____ Records supplied

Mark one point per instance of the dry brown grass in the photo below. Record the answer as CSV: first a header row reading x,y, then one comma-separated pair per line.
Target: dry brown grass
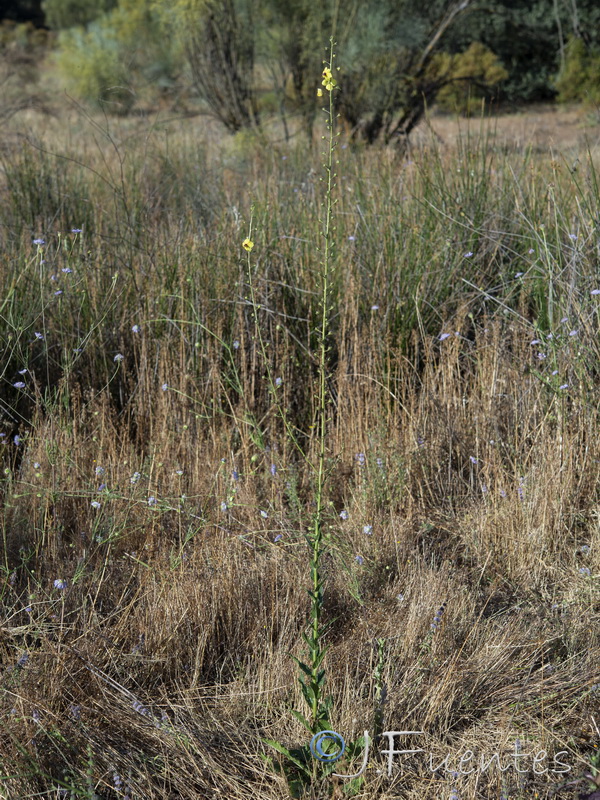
x,y
166,660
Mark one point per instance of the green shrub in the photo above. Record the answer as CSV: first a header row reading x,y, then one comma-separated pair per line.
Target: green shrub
x,y
93,67
471,76
119,58
579,79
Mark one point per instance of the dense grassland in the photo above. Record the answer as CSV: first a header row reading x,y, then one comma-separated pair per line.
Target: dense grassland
x,y
158,402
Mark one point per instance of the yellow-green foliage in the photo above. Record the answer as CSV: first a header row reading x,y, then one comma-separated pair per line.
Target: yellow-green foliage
x,y
122,55
579,80
470,74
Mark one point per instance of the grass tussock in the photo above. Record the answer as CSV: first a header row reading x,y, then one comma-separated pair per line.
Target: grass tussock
x,y
154,506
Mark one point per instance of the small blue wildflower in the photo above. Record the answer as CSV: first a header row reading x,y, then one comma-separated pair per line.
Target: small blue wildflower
x,y
22,662
438,617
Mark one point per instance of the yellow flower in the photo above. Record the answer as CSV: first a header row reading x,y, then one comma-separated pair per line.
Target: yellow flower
x,y
328,80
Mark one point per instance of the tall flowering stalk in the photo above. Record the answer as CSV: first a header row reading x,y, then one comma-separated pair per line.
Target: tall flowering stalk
x,y
299,765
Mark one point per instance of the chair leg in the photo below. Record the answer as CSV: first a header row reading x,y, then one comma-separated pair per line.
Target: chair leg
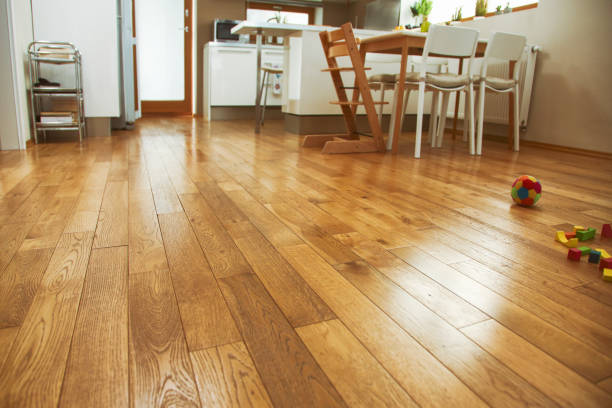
x,y
392,119
419,130
406,97
433,118
471,111
517,118
263,107
481,100
465,117
442,123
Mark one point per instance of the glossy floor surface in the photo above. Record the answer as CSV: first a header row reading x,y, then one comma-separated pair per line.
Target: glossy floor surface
x,y
194,264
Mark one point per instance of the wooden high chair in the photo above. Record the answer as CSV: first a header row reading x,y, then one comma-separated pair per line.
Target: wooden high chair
x,y
339,43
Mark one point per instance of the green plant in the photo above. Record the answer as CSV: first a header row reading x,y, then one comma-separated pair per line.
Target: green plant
x,y
424,7
457,14
481,7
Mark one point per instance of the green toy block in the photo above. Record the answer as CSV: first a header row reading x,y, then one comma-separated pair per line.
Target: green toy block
x,y
585,235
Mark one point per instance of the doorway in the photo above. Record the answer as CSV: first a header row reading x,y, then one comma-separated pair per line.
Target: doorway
x,y
164,34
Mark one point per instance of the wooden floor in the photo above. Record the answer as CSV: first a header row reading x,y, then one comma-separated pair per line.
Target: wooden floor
x,y
193,264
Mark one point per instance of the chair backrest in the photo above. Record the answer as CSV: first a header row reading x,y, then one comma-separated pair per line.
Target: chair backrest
x,y
503,46
451,42
432,67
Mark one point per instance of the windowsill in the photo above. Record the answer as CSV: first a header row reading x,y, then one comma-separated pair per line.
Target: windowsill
x,y
514,10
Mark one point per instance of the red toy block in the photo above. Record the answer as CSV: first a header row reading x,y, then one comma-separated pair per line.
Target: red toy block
x,y
605,263
574,254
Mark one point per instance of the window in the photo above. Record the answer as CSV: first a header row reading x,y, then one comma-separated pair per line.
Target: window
x,y
443,10
263,12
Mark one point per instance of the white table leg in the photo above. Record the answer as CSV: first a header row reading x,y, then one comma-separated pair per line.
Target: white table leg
x,y
258,82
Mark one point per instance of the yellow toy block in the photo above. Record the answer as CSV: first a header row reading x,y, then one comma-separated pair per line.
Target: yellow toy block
x,y
560,237
571,243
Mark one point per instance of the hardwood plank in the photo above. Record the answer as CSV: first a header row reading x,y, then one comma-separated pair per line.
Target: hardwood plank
x,y
19,284
355,373
33,207
270,226
227,377
146,249
290,374
606,385
561,384
332,250
33,372
11,238
436,297
491,380
295,298
224,257
590,333
418,372
565,348
85,217
112,228
7,335
206,319
99,348
160,369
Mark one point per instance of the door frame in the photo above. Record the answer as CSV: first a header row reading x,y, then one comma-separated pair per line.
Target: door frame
x,y
183,107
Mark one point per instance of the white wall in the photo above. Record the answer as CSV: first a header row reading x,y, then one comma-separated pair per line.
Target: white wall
x,y
572,95
92,26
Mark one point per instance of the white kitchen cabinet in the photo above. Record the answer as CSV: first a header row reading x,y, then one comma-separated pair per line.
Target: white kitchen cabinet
x,y
230,74
233,76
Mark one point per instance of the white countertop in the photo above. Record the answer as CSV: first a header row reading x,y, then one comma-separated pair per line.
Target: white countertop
x,y
236,44
281,30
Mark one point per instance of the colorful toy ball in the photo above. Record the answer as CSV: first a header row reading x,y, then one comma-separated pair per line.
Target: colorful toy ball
x,y
526,191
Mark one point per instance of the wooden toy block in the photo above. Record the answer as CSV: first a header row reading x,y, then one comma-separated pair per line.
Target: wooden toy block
x,y
560,237
605,263
604,254
574,254
594,256
586,234
572,243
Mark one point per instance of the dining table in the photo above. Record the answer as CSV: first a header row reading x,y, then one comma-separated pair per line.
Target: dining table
x,y
405,43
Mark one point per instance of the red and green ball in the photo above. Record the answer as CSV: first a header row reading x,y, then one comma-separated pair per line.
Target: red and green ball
x,y
526,190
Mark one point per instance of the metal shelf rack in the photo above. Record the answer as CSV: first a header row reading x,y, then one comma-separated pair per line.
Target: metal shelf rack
x,y
56,53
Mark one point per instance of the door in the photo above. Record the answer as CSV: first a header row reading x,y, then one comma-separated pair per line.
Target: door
x,y
163,30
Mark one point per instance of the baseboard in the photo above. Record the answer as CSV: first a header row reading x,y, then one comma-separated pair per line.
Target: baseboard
x,y
243,112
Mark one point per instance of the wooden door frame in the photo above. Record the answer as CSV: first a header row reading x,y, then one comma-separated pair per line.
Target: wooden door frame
x,y
183,107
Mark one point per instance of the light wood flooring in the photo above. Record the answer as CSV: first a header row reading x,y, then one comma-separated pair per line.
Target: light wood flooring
x,y
193,264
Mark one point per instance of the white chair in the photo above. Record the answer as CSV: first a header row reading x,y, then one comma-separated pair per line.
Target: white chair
x,y
412,84
457,42
501,47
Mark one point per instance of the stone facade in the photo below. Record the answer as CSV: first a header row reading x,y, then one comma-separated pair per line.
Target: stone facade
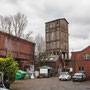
x,y
57,37
22,50
81,61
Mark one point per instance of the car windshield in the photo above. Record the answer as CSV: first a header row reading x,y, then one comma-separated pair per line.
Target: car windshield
x,y
64,73
78,74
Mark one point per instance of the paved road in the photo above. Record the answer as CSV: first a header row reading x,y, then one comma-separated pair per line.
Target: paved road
x,y
49,84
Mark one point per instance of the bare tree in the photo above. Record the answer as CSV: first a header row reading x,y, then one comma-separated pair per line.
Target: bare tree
x,y
15,25
19,24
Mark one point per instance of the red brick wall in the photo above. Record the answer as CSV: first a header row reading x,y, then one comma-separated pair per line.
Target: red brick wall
x,y
79,61
20,48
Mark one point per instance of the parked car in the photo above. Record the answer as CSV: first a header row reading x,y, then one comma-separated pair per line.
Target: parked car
x,y
80,76
65,76
3,84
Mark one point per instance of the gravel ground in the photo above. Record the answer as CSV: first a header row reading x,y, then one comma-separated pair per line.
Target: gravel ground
x,y
49,84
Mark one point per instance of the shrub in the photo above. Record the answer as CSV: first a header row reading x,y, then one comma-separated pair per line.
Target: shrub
x,y
9,68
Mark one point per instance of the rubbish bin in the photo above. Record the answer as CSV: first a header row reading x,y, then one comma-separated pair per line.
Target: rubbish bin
x,y
21,74
18,76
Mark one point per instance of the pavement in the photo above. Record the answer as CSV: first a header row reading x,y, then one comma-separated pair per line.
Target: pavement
x,y
52,83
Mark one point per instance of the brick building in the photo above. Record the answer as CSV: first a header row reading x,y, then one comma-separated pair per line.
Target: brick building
x,y
57,37
22,50
81,61
53,61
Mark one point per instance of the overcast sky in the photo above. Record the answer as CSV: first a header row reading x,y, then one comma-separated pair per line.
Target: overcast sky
x,y
40,11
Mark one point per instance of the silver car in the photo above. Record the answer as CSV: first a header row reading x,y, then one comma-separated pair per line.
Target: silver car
x,y
80,76
65,76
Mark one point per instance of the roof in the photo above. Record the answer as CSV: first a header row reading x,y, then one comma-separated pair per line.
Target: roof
x,y
4,33
51,58
57,19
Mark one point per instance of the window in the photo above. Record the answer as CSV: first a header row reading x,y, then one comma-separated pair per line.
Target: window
x,y
86,56
81,68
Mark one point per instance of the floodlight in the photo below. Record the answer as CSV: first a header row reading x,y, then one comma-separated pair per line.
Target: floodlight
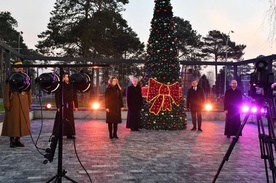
x,y
81,82
48,81
19,81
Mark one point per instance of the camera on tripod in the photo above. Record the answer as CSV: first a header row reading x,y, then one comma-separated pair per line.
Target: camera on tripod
x,y
260,82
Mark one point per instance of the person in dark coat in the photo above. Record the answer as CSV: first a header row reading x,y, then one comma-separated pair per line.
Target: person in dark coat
x,y
17,106
134,105
70,101
232,104
195,103
113,106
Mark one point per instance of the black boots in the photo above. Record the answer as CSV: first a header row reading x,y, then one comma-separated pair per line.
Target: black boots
x,y
12,142
115,127
15,142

________

## What to do
Work out how many lines above include the string "below", then give that number alone.

## Response for this exercise
4